1 Раевский В. Стихотворения. — Л., 1952. — С. 152.

Такой подход заставил по-иному оценить и скуку Онегина. Образ светского льва, бесконечно удаленного от положительных идеалов поэта, при переоценке скептического героя вырос в серьезную фигуру, достойную встать рядом с автором. Строфы XLV—XLVIII 1-й главы дают совершенно новый характер взаимоотношений героя и автора. Устанавливается единство взглядов:
Условий света свергнув бремя,
Как он, отстав от суеты,
С ним подружился я в то время.
Мне нравились его черты,
Мечтам невольная преданность,
Неподражательная странность
И резкий, охлажденный ум.
Я был озлоблен, он угрюм;
Страстей игру мы знали оба:
Томила жизнь обоих нас;
В обоих сердца жар угас...
(VI, 23, курсив мой. — Ю. Л.).

*-*-*

Короткое задание 1:
Ответьте на вопросы по отрывку о скуке Онегина:
(а) В каком городе и в каком году изданы «Стихотворения» Раевского, указанные в сноске?
(б) Какие строфы 1-й главы дают совершенно новый характер взаимоотношений героя и автора?
(в) Какими двумя словами в стихах охарактеризован ум героя?
Короткое задание 2:
Переведите на английский язык предложение из отрывка о скуке Онегина: «Строфы XLV—XLVIII 1-й главы дают совершенно новый характер взаимоотношений героя и автора».
Короткое задание 3:
Допишите продолжение рассуждения о скуке Онегина сразу после последней строки отрывка.

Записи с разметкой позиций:
*-*-*

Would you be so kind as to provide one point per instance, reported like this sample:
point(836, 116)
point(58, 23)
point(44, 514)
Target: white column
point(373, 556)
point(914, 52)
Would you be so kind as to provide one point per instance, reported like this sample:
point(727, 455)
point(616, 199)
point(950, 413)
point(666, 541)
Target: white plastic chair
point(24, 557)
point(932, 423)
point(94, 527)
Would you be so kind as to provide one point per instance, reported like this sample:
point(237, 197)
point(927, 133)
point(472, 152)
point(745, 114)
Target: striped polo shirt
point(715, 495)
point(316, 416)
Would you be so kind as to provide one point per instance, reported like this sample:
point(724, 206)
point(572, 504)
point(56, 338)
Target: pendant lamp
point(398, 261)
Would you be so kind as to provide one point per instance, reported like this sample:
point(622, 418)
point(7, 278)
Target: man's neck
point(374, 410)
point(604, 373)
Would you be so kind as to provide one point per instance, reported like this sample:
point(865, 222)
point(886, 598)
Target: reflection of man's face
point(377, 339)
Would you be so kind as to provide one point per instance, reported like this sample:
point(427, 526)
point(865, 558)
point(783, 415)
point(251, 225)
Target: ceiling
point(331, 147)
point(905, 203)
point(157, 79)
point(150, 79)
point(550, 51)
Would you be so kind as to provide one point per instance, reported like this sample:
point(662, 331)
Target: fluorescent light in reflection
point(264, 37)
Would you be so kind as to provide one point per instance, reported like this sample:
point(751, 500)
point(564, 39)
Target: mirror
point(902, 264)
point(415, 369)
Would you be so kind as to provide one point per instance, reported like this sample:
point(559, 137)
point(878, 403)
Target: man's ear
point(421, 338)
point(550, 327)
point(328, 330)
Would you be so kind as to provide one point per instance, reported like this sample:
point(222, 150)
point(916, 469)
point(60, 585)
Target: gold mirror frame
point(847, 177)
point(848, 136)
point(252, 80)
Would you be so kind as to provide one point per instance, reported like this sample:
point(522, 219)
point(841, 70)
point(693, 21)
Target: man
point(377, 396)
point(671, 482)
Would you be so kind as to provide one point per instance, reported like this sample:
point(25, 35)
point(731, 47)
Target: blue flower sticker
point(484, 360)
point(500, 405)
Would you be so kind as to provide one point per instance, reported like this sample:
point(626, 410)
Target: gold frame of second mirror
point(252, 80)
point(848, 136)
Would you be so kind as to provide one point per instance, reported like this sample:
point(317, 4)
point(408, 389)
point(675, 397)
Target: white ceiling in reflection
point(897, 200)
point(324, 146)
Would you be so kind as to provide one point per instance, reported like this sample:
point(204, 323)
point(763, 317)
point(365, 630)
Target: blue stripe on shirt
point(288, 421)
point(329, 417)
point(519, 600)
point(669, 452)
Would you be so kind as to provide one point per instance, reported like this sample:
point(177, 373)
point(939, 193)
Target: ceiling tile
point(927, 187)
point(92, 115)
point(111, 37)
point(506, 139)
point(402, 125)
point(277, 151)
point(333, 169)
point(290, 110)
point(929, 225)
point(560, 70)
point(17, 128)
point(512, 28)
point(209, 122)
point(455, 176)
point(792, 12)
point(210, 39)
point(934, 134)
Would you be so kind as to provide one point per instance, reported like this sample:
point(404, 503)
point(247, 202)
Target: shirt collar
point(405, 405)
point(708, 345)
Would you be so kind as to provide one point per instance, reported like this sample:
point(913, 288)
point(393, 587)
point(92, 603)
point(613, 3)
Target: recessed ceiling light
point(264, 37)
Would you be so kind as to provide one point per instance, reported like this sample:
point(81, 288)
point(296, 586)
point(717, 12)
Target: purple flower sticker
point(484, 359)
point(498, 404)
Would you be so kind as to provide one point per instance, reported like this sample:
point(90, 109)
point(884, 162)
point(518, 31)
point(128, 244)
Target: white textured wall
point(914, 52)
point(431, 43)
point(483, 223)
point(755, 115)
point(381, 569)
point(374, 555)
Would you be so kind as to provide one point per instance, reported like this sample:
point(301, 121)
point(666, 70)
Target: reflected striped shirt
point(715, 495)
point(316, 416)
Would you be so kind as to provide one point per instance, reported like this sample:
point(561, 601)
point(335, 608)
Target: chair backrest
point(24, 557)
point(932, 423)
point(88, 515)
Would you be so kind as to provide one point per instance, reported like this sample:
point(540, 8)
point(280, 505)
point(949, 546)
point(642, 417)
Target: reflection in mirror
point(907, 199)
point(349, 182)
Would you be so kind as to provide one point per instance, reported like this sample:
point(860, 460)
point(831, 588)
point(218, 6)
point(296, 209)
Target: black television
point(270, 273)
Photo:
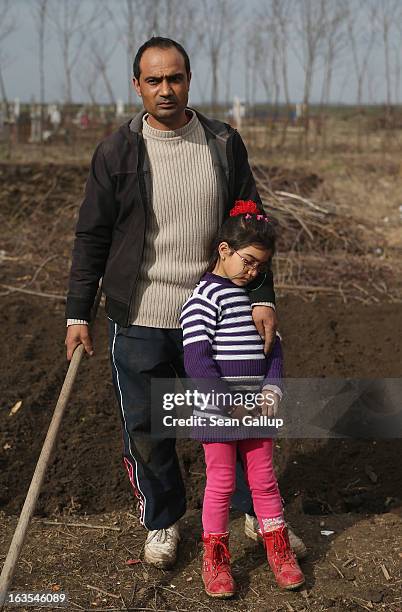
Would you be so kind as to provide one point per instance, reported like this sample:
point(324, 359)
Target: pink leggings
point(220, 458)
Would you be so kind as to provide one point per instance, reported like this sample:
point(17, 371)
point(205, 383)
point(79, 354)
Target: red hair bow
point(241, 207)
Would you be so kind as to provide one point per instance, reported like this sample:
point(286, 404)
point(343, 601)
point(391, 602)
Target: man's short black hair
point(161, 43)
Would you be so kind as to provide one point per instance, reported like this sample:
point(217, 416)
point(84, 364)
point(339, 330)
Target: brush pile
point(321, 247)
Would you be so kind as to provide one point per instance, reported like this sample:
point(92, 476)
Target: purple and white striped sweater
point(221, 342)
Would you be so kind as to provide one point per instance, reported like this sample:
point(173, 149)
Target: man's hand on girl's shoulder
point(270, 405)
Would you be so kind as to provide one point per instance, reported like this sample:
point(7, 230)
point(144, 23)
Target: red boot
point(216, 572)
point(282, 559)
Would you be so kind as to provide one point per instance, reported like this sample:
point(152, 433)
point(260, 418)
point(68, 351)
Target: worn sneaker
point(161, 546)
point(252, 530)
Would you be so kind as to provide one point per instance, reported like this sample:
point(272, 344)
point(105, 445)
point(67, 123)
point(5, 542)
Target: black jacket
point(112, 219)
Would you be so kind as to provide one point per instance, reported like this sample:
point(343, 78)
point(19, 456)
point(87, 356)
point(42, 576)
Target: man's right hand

*-*-*

Результат упражнения 1:
(а) В Ленинграде (Л.), в 1952 году.
(б) Строфы XLV—XLVIII.
(в) Резкий и охлажденный.

Результат упражнения 2:
Stanzas XLV–XLVIII of Chapter 1 present an entirely new character of the relationship between the hero and the author.

Результат упражнения 3:
Строфа XLVI говорит об Онегине языком лирического отступления. Поскольку интеллектуально герой стал в ряд с автором, тон иронии, отделявший одного от другого, оказался снятым. Однако изменение оценки героя создало угрозу возвращения к характерному для романтической поэмы слиянию героя и автора, что было для Пушкина уже пройденным этапом. Пока герой был отгорожен от автора ироническим тоном повествования, подобной опасности не существовало. Характерно, что именно в конце первой главы, когда мир героя и мир повествователя сблизились, Пушкину пришлось прибегнуть к знаменитому декларативному противопоставлению себя Онегину в строфе LVI. Быстрая эволюция воззрений Пушкина привела к тому, что в ходе работы над первой главой замысел сдвинулся. Характер героя в конце главы оказался весьма далеким от облика его в начале. Отношение автора к нему также коренным образом изменилось. Противоречия в тексте главы не укрылись от взора автора. Однако здесь произошла весьма странная вещь: Пушкин не только не принял мер к устранению их, но, как бы опасаясь, что читатели пройдут мимо этой особенности текста, специально обратил на нее внимание:
...Я кончил первую главу:
Пересмотрел все это строго;
Противоречий очень много,
Но их исправить не хочу... (VI, 30).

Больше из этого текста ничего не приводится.